- **Compiti da svolgere**:
1. Rispondi a queste domande sull'estratto sulla compressione delle immagini:
(a) Quale tipo di immagini veniva salvato con il metodo Run-length encoding?
(b) Quale formato utilizza la tecnica di compressione a dizionario?
(c) Fino a quale percentuale di compressione arrivavano le nuove tecniche con perdita, mantenendo una qualità accettabile?
2. Restituisci senza modifiche il brano dell'estratto sulla compressione delle immagini che comincia con le parole "Compressione Lossy (con" e termina dopo le parole "una qualità accettabile.".

Compressione Lossless (senza perdita)

Le prime tecniche di compressione erano molto semplici anche perché la potenza dei primi computer era limitata e quindi per ottenere tempi di decompressione accettabili queste dovevano essere necessariamente semplici. Una tecnica molto diffusa ma semplice era la Run-length encoding. Questa prevedeva la memorizzazione di zone di colore uniforme tramite stringhe speciali. Per esempio se in un’immagine si trovavano mille punti dello stesso colore il programma di compressione salvava il colore in un carattere speciale e in seguito memorizzava il numero di punti da colorare con lo stesso colore; le immagini di tipo IFF venivano salvate con questo metodo. Inizialmente le immagini avevano un numero limitato di colori e quindi si utilizzavano tecniche che si avvantaggiavano di questo. Molti formati utilizzavano tecniche di compressione a dizionario come la LZW. Questi algoritmi costruivano dei dizionari contenenti gruppi di punti che si ripetevano frequentemente e poi memorizzavano l’immagine utilizzando il dizionario creato. Il formato GIF utilizza questa tecnica. È da notare che queste tecniche di compressione sono tutte senza perdita di informazione.

Tra i formati che consentono l’utilizzo di algoritmi di compressione lossless abbiamo:

  – formato PNG (certe applicazioni permettono anche la scrittura di file png non compressi);
  – formato TGA;
  – formato TIFF.


Compressione Lossy (con perdita)

Con il crescere della potenza di calcolo dei computer questi sono stati in grado di gestire immagini con migliaia o milioni di colori. Immagini con così tanti colori erano gestite male dai classici metodi di compressione dato che l’assunto del ridotto numero di colori falliva. Vennero sviluppate nuove tecniche di compressione, principalmente a perdita di informazione. Queste nuove tecniche permettevano compressioni anche del 50% con il mantenimento di una qualità accettabile.

- **Dati registrati**:

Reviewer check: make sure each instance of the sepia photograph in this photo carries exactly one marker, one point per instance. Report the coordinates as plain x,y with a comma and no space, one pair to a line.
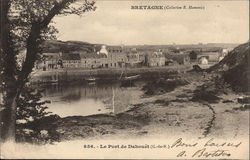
124,79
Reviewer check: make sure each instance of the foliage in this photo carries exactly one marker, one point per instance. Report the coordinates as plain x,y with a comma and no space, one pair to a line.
24,26
29,105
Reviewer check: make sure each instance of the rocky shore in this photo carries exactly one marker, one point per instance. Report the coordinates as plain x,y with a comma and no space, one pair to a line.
194,106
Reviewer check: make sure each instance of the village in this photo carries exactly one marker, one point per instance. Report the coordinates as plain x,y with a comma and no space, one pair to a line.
123,57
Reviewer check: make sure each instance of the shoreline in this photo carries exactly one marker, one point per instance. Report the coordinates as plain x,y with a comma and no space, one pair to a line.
104,74
173,112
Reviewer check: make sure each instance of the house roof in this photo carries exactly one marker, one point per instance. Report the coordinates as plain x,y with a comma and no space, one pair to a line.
177,57
93,55
71,56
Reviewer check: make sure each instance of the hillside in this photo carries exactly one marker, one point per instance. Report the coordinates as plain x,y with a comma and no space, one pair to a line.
68,46
235,68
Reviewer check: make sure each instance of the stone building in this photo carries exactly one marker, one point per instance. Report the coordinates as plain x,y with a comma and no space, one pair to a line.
49,61
70,60
156,59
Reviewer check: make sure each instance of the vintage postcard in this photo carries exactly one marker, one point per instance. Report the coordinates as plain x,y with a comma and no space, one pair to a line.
124,79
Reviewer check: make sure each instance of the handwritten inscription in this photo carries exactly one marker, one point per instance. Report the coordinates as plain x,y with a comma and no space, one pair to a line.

- **Soluzioni**:
1.
(a) Le immagini di tipo IFF.
(b) Il formato GIF.
(c) Il 50%.

2.
Compressione Lossy (con perdita)

Con il crescere della potenza di calcolo dei computer questi sono stati in grado di gestire immagini con migliaia o milioni di colori. Immagini con così tanti colori erano gestite male dai classici metodi di compressione dato che l’assunto del ridotto numero di colori falliva. Vennero sviluppate nuove tecniche di compressione, principalmente a perdita di informazione. Queste nuove tecniche permettevano compressioni anche del 50% con il mantenimento di una qualità accettabile.